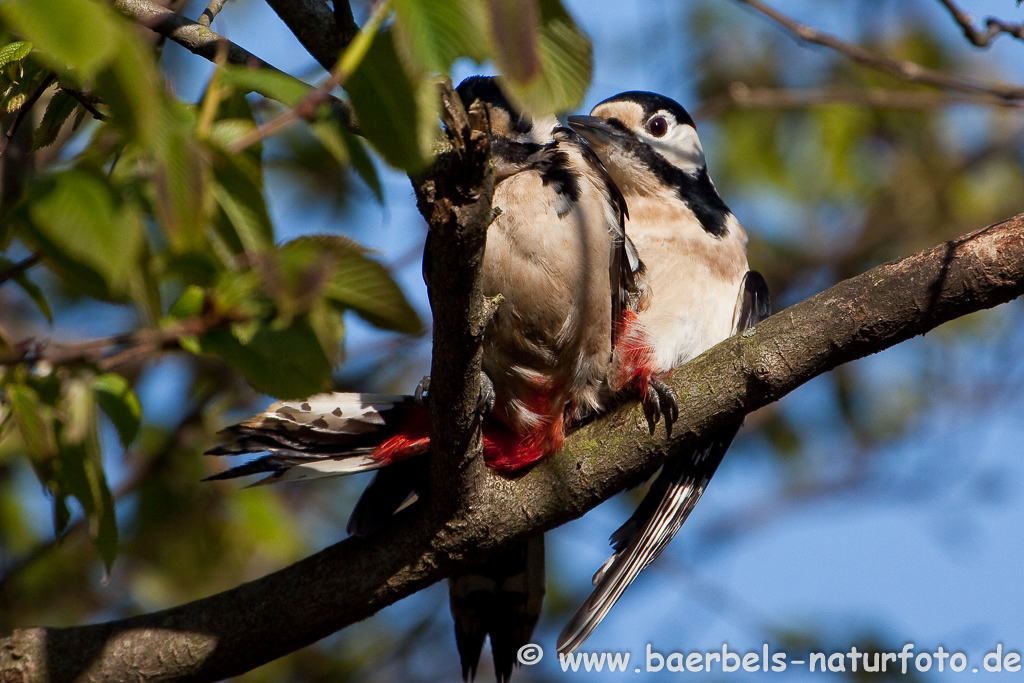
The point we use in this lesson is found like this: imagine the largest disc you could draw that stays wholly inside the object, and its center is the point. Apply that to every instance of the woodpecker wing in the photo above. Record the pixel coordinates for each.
(669, 502)
(330, 434)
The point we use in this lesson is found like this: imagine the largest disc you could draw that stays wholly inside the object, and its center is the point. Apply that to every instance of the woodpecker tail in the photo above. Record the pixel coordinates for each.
(645, 535)
(330, 434)
(668, 503)
(503, 598)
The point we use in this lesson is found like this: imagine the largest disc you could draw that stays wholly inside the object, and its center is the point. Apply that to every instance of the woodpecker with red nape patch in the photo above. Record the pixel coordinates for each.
(702, 292)
(562, 345)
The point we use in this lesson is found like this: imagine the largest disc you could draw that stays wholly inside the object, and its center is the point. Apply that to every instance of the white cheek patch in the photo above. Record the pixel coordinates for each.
(680, 146)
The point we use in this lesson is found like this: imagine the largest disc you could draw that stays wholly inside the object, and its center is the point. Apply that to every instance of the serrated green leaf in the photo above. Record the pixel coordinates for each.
(131, 87)
(396, 110)
(432, 34)
(361, 285)
(14, 52)
(289, 363)
(59, 109)
(565, 55)
(363, 164)
(78, 220)
(180, 180)
(31, 289)
(37, 431)
(243, 222)
(57, 29)
(189, 304)
(515, 28)
(114, 394)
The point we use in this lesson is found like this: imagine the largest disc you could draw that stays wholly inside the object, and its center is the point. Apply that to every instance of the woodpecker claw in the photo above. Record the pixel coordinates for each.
(485, 403)
(422, 393)
(669, 403)
(652, 410)
(660, 400)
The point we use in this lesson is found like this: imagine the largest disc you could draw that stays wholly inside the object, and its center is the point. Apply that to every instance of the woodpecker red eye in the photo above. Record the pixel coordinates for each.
(657, 126)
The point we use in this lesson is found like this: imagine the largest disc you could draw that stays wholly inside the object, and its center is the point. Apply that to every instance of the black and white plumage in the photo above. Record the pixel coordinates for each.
(701, 293)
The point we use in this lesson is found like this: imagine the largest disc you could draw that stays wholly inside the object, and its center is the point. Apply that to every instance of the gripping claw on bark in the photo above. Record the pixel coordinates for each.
(485, 403)
(660, 400)
(422, 394)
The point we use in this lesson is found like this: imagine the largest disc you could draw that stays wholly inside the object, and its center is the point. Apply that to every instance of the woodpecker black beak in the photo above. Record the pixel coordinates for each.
(594, 128)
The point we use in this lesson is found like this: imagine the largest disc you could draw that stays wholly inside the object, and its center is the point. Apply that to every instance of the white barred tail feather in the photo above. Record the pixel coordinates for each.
(325, 435)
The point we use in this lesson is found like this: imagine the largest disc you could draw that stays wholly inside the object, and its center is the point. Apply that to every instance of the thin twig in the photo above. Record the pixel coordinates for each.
(211, 12)
(200, 40)
(993, 27)
(24, 112)
(741, 95)
(904, 70)
(17, 268)
(306, 110)
(83, 99)
(111, 351)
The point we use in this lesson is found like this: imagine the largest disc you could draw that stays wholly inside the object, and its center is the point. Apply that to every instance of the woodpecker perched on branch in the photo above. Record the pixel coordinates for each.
(563, 343)
(701, 292)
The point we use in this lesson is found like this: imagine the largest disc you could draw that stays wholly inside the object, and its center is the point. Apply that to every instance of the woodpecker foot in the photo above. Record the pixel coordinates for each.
(660, 400)
(484, 403)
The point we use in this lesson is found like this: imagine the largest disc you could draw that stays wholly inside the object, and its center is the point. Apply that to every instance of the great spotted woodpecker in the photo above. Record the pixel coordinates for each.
(701, 292)
(562, 344)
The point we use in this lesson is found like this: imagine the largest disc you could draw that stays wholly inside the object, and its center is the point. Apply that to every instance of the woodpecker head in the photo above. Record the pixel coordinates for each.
(506, 121)
(650, 146)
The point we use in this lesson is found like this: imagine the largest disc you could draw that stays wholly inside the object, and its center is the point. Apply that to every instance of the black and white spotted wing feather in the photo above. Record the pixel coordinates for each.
(669, 502)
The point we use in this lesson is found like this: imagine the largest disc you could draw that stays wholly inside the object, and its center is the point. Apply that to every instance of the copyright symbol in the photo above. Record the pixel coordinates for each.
(529, 653)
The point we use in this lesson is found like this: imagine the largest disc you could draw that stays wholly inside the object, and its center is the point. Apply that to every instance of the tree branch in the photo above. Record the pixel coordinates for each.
(742, 96)
(314, 25)
(993, 27)
(231, 632)
(454, 197)
(904, 70)
(200, 40)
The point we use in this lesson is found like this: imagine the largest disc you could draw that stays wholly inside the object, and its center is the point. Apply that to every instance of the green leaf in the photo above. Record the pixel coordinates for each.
(363, 164)
(132, 89)
(189, 304)
(115, 396)
(31, 289)
(36, 429)
(59, 109)
(180, 180)
(396, 110)
(432, 34)
(243, 222)
(79, 222)
(80, 34)
(289, 363)
(81, 468)
(565, 56)
(363, 285)
(14, 52)
(515, 27)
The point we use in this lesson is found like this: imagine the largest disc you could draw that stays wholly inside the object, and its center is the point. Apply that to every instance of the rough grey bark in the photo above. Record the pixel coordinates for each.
(235, 631)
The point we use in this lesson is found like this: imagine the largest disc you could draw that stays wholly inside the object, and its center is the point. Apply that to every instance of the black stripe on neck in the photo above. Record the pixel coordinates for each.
(695, 189)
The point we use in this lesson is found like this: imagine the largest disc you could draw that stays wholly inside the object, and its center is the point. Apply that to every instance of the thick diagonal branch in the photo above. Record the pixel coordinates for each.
(231, 632)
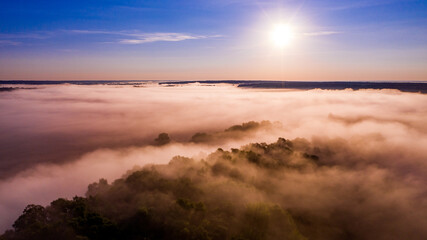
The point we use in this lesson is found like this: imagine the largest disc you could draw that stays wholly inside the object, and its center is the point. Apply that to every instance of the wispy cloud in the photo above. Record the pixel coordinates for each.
(362, 4)
(9, 43)
(140, 38)
(157, 37)
(321, 33)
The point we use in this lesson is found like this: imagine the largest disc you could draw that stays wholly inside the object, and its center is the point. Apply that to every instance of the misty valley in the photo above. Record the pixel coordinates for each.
(212, 161)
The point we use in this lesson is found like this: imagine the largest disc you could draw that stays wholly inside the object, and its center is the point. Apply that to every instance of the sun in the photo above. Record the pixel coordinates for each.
(282, 35)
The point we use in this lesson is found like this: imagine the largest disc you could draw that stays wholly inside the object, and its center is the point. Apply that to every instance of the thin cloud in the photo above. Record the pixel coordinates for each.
(157, 37)
(9, 43)
(321, 33)
(139, 38)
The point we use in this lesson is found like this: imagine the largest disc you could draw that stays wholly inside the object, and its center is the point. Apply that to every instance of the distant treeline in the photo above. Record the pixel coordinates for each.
(402, 86)
(303, 85)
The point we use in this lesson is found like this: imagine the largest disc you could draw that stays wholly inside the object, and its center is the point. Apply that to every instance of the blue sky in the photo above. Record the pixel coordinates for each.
(223, 39)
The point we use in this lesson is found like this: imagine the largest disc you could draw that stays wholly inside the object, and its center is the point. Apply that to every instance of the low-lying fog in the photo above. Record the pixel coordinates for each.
(55, 140)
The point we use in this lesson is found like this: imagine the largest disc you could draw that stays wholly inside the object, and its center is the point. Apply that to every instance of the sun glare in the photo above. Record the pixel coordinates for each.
(282, 35)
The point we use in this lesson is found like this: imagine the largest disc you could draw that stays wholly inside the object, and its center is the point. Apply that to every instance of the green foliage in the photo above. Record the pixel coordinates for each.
(184, 199)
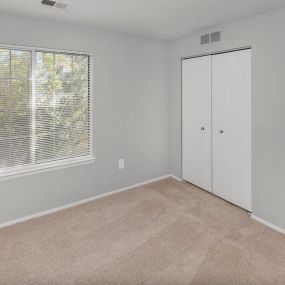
--------------------------------------------------
--- Goal of the exercise ---
Could you reproduce the listing above word for word while leaving out its pictures?

--- Your response ---
The point we use in this lesson is found like this: imagine the largest disc you could draw that stays wholly inside the object, and its center is the point. Apply that to every instance of the woodpecker wing in the photo above. Record the pixel coordinates for each.
(669, 502)
(330, 434)
The point we use in this lesson is found like this: imagine the largest disc you could draw that stays wholly inside the object, and its center is the point. Apply that to every instance of the woodpecker tail in the photo above. Record the pixel coordinates for each.
(645, 535)
(330, 434)
(668, 503)
(503, 598)
The point we use in this lesson is found like this: imagine the largest disc you could draw that stays wholly inside the object, and its center is the point. Apply that to every instance of the woodpecker with red nape patch in the photo above. Record the pixel coordinates for each.
(702, 292)
(562, 345)
The point we use in this lesson is found like this: imagine the largest disc you could draw that stays wholly inside the object, and its center is the point. Apply that to every instance of the white cheek patch in the photo above. Record the pixel coordinates for each.
(680, 146)
The point we use in this lesson is found like this: imagine the largest disc you could draw that stays wholly inside the object, and its center is the point. Apply that to every instance of the serrated green leaf in the photo above. Record the pixel coordinates for each.
(131, 87)
(396, 110)
(432, 34)
(361, 285)
(14, 52)
(289, 363)
(59, 109)
(565, 55)
(363, 164)
(78, 220)
(180, 180)
(31, 289)
(37, 431)
(243, 222)
(57, 29)
(189, 304)
(515, 28)
(114, 394)
The point we use in this lesson is found like this: imagine the largest disc you could draw that stays wholly inside the object, and its center is the point. Apply that to every instance of the woodpecker claw in the photo above. Record the pixel coordinates for each.
(485, 403)
(422, 393)
(669, 403)
(652, 410)
(660, 400)
The point we use in this lesson is found like this: imagine the largest disc you could draw that stays wholly inside the object, and its center is the point. Apply that to every instance of the woodpecker red eye in the photo above. Record the pixel coordinates for each.
(657, 126)
The point we use in this lesson is found like this: imagine the largest disc you could draw that stays wholly inside the object, and its center is the point. Apply that to every instance of the black and white plumage in the photo above. Record the pixel coordinates for each.
(701, 293)
The point we use in this lesson is found like this: imagine the largest disc you could draw that stays wholly inside the object, and its center is the point. Apply that to every instance of the gripping claw on bark in the photo above. Record the pixel coordinates for each.
(485, 403)
(660, 400)
(422, 394)
The point we use in this lesson is found like this: imagine the largest disc you could draw that stays wholly inside the object, and its center is the point. Apply that to every instance of the woodpecker black beak in the photo above. Record the pixel coordinates for each.
(594, 128)
The point we use in this lesson is found like this: imagine the largest disc you could draw that stays wholly inside the object, and its center is the point. Apply that to every instance of the white barred tail feather in the photo above. Record the pixel coordinates for each.
(325, 435)
The point we use in this lesson is found like this: imagine the largest disc you could draw that stays wholly inside the object, and its center is the point. Apply that to every instance of the thin twig in the photo above. Record the pixel coordinates for each.
(211, 12)
(200, 40)
(993, 27)
(24, 112)
(741, 95)
(904, 70)
(17, 268)
(306, 110)
(83, 99)
(111, 351)
The point we use in this lesson is found like this: imagine the largest disc you could draw that stays wholly inside the object, and its center is the point. Apply that to every instance of the woodpecker perched on branch in the photo above. Record the pixel coordinates for each.
(563, 343)
(701, 292)
The point we use in this lesson is found like this: imagine the largest disc you could draw that stays wholly inside the object, and its center is the point. Apply that to every instance of the woodpecker foot in the photo above. Record the pixel coordinates for each.
(660, 400)
(484, 403)
The point we use in this lesson is found like this: imagine the largest disc you could draw that stays wholly inside the object, and its center is the point. Apply that to every instance of the great spotted woodpecker in the photo above. Record the pixel coordinates for each.
(701, 292)
(562, 344)
The point we use in this lesson is found like this: imagine the largest disc you could draw that stays wholly inside the object, and its center is the point. Apply that to every instance of the woodpecker head in the photo above. Record the pixel coordinates for each.
(506, 121)
(650, 146)
The point we use in this lesson is found like this: imagine the largest disc you could draw that stays wholly inside the object, and its center is the point. Apply that to every instance of the black and white spotted wing feather in the photo above. Record the pixel coordinates for each.
(669, 502)
The point we use in this lesson is found like this: imagine the largest disc you could draw that stays wholly inside the object, and its center is the point. Apply that to every instance of the copyright symbol in the photo above. Record the pixel coordinates for each.
(529, 653)
The point we use in this lesson is found like this: imagine the largest disc you could draw that stays wholly inside the object, and its center is the point. Apply that to every instance of the tree branch in the photo above. Record the pixel coordinates for each.
(742, 96)
(314, 25)
(993, 27)
(231, 632)
(454, 197)
(904, 70)
(200, 40)
The point we use in this lesson is found like this: imagine the largest disc you could draw that stays wholly inside the object, and its center is the point. Apply that to every instance of the green leaf in the photo above. Record the pixel coordinates for each.
(363, 164)
(132, 89)
(189, 304)
(115, 396)
(31, 289)
(36, 429)
(59, 109)
(180, 180)
(396, 110)
(432, 34)
(243, 222)
(79, 222)
(80, 34)
(289, 363)
(81, 468)
(565, 56)
(363, 285)
(14, 52)
(515, 27)
The point we use in this lesson is found like this: imagine the largest disc you could draw that stays wholly inside the object, and its center is the point. Apply that to every instance of the rough grey bark in the photo above. Record the pixel coordinates for each.
(235, 631)
The point we use in this lesson is found like this: imagine the largest disc you could draw that stays wholly inside the object, and its center is the point. Apply that to every instance of the black stripe on neck in the photo above. Record the pixel coordinates for each.
(695, 189)
The point we use in this lesson is found like this: imagine the largest disc you could draw that stays wholly inside the object, and its center is the point. Apply that to every instance of the thick diagonal branch in the photo above. Record the pixel coordinates for each.
(231, 632)
The point we use in this lesson is found like this: imagine the largest disc you could draw that stays wholly inside the object, and its center is the point. Apply that to every instance of the wispy cloud in the photo above. Record the pixel coordinates for each.
(362, 4)
(9, 43)
(140, 38)
(157, 37)
(321, 33)
The point we use in this lesson is found like this: imagine the largest disc you could draw that stays wholly inside the object, and its center is the point. Apply that to every instance of the misty valley in the photo above. Record the pixel coordinates for each.
(212, 161)
The point we use in this lesson is found like this: imagine the largest disc you could draw that stays wholly inside the object, and its center is the point. Apply that to every instance of the sun in the photo above. Record the pixel coordinates for each.
(282, 35)
The point we use in this lesson is found like this: imagine the largest disc you could draw that stays wholly inside the object, and its center is the point. Apply that to every instance of the thin cloud in the photo above. Record the pixel coordinates for each.
(157, 37)
(9, 43)
(321, 33)
(139, 38)
The point we use in this lesson is found like this: imagine the largest disc you could draw that stays wholly inside the object, and its center is the point. Apply that to every instance of the distant treeline in the photo above. Record the pixel coordinates for each.
(402, 86)
(303, 85)
The point we use in this lesson is found like this: imagine the largest disc you could draw that stays wholly inside the object, and its center is the point. Apply that to every instance of the blue sky in the photo above. Record the pixel coordinates for each.
(223, 39)
The point we use in this lesson is found like this: imagine the largest disc you could draw that stays wholly inside the object, and its center is the point. Apply that to every instance of the low-lying fog in the photo above. Record the pixel coordinates for each.
(55, 140)
The point we use in this lesson is found like this: imagine the largest disc you could draw that stays wholly inside the object, and its center is the point. Apply that to every instance of the sun glare in the photo above. Record the pixel coordinates for each.
(282, 35)
The point we use in this lesson is found like this: imagine the largest disc you could draw that stays wholly inside the object, and its center is the point. Apply that to every instance of the green foliage in the photo above. Record the pixel coordinates for each.
(184, 199)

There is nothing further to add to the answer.